◆ **Task directions**
This task calls for the lines below starting at the one containing "Class, locate every instance of the lamp post pole" and ending at the one containing "Class, locate every instance of the person", repeated exactly with both ends kept and pictures left out.

[Stored dataset items]
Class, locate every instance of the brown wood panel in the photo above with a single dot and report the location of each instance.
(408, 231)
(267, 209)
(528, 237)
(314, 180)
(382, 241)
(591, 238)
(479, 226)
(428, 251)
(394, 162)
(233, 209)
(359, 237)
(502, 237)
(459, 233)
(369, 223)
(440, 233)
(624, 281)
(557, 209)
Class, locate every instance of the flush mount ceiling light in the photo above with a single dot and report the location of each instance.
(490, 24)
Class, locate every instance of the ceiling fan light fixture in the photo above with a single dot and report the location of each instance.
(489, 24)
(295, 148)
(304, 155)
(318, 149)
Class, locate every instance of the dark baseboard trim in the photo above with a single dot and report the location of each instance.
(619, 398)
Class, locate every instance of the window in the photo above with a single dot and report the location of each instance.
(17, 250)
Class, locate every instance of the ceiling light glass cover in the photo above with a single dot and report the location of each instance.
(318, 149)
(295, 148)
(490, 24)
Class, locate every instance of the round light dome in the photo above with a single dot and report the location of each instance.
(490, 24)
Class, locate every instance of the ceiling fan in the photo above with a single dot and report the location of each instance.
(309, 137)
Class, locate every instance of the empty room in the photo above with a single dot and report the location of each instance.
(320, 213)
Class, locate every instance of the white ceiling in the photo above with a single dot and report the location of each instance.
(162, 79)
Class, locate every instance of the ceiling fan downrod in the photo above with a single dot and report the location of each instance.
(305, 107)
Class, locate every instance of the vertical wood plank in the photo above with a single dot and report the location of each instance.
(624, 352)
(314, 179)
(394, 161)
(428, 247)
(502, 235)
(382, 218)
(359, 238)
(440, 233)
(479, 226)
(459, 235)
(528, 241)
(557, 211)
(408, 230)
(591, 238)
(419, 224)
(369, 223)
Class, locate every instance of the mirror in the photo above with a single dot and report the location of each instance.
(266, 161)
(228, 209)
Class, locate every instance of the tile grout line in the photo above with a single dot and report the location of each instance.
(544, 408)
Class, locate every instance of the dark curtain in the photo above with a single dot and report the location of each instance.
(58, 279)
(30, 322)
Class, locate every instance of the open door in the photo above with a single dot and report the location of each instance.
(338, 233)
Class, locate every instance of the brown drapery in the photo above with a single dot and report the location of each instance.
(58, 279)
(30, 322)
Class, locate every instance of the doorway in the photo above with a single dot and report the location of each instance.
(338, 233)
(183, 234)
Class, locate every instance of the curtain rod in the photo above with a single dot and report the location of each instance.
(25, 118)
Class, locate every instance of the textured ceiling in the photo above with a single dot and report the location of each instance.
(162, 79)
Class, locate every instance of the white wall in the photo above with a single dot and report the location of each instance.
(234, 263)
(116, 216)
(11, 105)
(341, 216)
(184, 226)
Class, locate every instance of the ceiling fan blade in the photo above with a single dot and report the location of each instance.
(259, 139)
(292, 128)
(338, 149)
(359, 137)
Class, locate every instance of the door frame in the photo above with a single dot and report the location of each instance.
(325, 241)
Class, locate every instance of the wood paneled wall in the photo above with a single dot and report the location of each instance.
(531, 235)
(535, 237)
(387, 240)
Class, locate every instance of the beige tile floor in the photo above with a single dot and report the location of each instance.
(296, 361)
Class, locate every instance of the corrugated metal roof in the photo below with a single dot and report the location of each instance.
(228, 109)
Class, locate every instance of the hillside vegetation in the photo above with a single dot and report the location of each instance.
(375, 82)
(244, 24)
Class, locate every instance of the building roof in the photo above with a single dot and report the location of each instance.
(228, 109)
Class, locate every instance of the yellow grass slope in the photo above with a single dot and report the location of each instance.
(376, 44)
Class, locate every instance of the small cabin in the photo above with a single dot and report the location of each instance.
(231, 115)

---

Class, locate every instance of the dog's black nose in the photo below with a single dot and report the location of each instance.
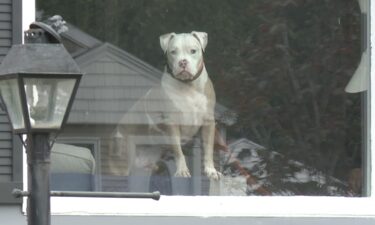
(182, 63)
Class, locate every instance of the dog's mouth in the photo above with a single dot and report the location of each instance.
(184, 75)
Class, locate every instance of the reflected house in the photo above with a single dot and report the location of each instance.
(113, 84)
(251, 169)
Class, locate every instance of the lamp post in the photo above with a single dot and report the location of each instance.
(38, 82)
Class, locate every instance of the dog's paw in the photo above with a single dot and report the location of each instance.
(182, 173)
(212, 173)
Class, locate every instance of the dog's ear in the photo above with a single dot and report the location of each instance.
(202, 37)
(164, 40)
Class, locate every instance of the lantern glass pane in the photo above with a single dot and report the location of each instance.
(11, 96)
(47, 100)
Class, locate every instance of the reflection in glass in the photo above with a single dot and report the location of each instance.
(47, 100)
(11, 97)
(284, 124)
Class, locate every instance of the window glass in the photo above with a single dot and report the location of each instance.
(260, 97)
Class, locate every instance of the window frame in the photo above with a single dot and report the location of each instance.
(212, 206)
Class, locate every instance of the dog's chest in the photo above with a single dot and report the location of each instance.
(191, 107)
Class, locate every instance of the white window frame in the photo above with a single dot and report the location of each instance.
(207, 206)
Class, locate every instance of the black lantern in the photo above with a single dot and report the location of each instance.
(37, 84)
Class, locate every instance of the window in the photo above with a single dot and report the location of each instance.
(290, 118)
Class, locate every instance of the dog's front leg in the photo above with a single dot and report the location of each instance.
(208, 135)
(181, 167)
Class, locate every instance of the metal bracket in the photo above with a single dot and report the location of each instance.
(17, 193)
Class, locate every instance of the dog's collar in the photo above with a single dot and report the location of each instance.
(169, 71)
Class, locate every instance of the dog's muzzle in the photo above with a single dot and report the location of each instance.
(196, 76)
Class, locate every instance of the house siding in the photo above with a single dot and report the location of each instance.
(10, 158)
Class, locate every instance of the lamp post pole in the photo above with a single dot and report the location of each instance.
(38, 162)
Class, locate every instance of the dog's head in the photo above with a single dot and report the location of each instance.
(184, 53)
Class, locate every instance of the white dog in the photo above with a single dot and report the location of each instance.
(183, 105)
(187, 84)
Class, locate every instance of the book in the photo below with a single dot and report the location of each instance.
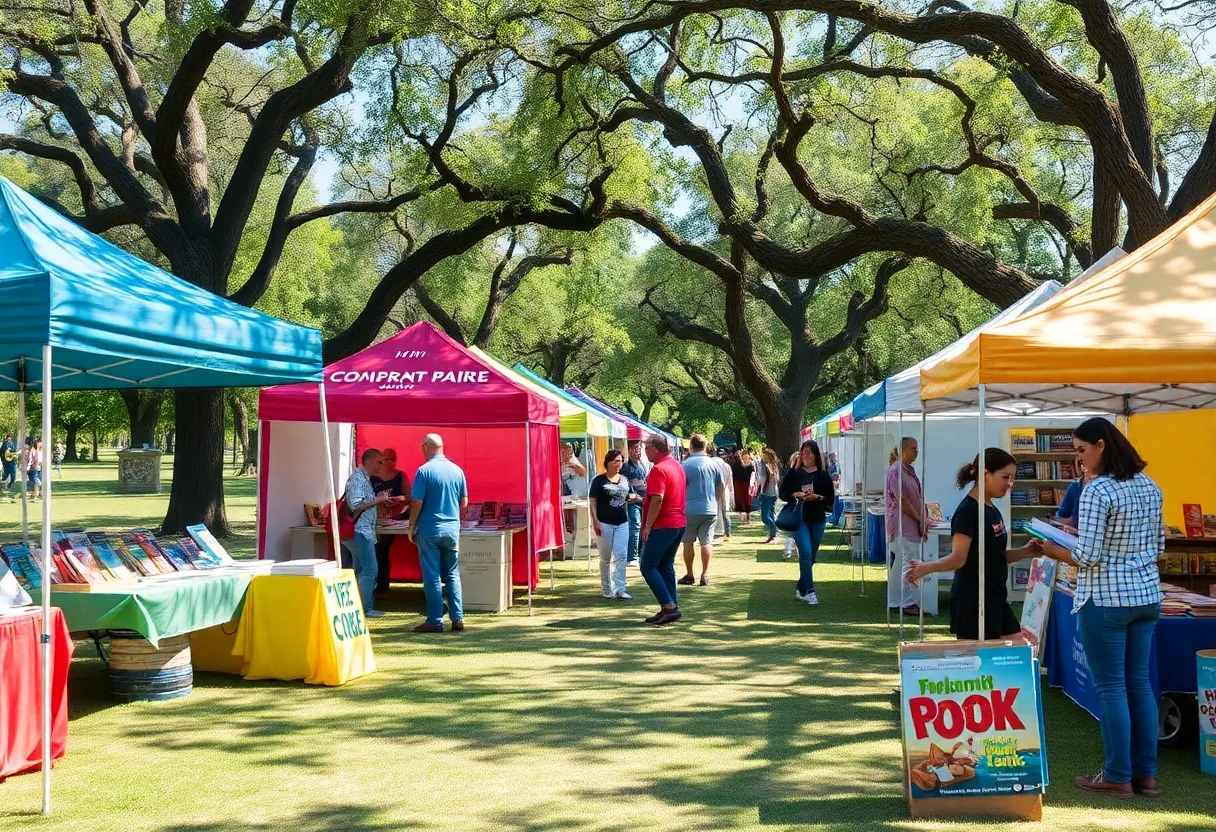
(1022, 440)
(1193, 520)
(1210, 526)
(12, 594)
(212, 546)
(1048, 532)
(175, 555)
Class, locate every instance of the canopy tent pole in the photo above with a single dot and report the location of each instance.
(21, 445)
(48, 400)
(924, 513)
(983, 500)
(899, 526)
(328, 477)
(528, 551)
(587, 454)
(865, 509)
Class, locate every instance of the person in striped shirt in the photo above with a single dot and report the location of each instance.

◆ **The answer**
Class, locate every instance of the lamp post pole in the photo above with a single dot and report the location of each instance.
(38, 162)
Class, locate every instance of the dog's head in the photo above with a single dot and report the location of each instance.
(184, 53)
Class, locate every instance of the white dog in the photo above with a single dot and report the location of each instance.
(183, 105)
(187, 84)
Class, locate every instance of the book in the photo below with a single dot and report the location of each instance.
(1022, 440)
(1193, 520)
(1210, 526)
(12, 594)
(212, 546)
(1048, 532)
(175, 555)
Class, locate every instance of the canopy tent pole in the photo above with a single dot and report the location of each instance.
(21, 445)
(48, 400)
(924, 513)
(983, 500)
(899, 526)
(328, 477)
(528, 551)
(587, 454)
(865, 509)
Class, locate every instance of the person in striped shirt in the photo above with a single dot and report the location of each instance.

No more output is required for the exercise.